**LISTING:**
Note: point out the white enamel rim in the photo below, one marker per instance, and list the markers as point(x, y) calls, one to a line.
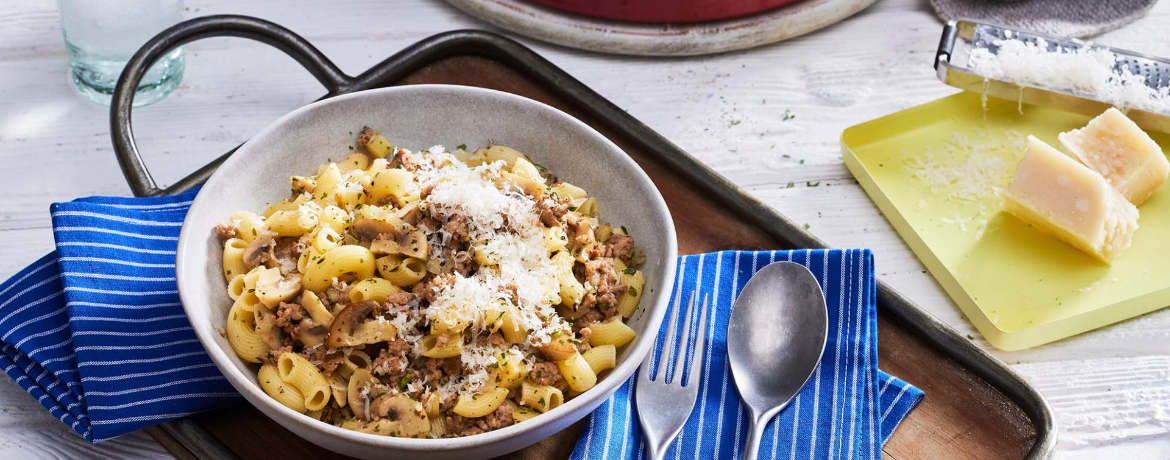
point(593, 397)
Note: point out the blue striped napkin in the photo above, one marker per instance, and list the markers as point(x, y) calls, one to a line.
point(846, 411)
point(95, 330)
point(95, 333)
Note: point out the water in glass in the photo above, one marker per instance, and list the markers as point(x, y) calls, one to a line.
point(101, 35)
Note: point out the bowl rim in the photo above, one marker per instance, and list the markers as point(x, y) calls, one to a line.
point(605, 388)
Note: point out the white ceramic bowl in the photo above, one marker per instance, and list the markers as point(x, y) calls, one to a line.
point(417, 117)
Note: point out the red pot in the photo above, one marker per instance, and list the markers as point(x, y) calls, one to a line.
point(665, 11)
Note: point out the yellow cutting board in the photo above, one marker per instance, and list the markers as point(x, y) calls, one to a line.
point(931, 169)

---

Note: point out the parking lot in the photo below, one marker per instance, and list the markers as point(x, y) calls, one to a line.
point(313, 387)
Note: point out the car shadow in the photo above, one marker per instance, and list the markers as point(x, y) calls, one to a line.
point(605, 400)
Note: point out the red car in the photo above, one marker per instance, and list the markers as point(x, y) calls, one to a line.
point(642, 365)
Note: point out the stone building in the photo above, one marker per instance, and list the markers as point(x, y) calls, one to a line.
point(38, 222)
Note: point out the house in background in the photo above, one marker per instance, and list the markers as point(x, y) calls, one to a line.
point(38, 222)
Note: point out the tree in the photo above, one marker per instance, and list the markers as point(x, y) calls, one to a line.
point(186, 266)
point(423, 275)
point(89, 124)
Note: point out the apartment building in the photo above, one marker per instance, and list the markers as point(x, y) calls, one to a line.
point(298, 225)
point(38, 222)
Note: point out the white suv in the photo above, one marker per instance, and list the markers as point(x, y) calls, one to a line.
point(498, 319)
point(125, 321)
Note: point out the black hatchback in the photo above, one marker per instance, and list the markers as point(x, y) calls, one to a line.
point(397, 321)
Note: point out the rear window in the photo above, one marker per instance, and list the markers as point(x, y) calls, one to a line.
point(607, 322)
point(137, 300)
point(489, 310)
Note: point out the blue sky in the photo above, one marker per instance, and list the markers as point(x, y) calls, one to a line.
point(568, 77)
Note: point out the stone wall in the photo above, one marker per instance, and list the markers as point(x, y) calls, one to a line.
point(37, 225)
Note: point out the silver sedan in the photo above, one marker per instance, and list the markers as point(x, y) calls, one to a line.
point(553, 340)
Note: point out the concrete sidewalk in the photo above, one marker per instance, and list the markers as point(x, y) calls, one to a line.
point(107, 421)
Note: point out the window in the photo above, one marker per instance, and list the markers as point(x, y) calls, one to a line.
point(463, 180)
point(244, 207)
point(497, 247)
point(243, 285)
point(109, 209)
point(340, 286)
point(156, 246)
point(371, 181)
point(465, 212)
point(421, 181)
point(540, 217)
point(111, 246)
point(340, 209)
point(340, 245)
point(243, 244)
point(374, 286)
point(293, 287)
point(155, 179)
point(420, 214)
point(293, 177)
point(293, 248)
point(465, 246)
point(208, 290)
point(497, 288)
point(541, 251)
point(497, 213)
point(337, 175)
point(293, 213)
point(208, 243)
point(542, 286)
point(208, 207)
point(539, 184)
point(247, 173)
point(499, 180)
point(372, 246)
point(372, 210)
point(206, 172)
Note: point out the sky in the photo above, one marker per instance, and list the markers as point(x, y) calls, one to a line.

==

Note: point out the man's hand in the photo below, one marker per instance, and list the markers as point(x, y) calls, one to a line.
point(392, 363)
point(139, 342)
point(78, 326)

**GIVEN PROBLEM:** Copy the lines from the one containing "Note: point out the white enamel" through the one containing "point(931, 169)", inclusive, leaving out the pictures.

**WRITTEN ANSWER:**
Note: point out the white enamel rim in the photo below, one marker per instance, and list the markers as point(x, y) calls, one to a line.
point(593, 397)
Note: point out the blue striped napkin in the photo above, one marker per instance, and list the markers as point(x, y) calls, one to a line.
point(846, 411)
point(95, 330)
point(95, 333)
Note: point out the water in glass in the photo above, one marker per instance, and list the markers as point(x, y) calls, one to a line.
point(101, 35)
Note: point out the bowl rim in the photo above, one marker per instance, and list the markers as point(x, y) calls, one to a line.
point(605, 388)
Note: point out the white ceramic bowl in the photo above, one marker per instance, and list the markers as point(x, y) calls, one to a line.
point(417, 117)
Note: point out the red pot in the photo above, one marker per instance, and list the markers as point(x, y) calls, one to a line.
point(665, 11)
Note: point out the yellow cutting board in the photo above, one marker per instance, and list the markers as point(x, y) calls, one to a line.
point(931, 169)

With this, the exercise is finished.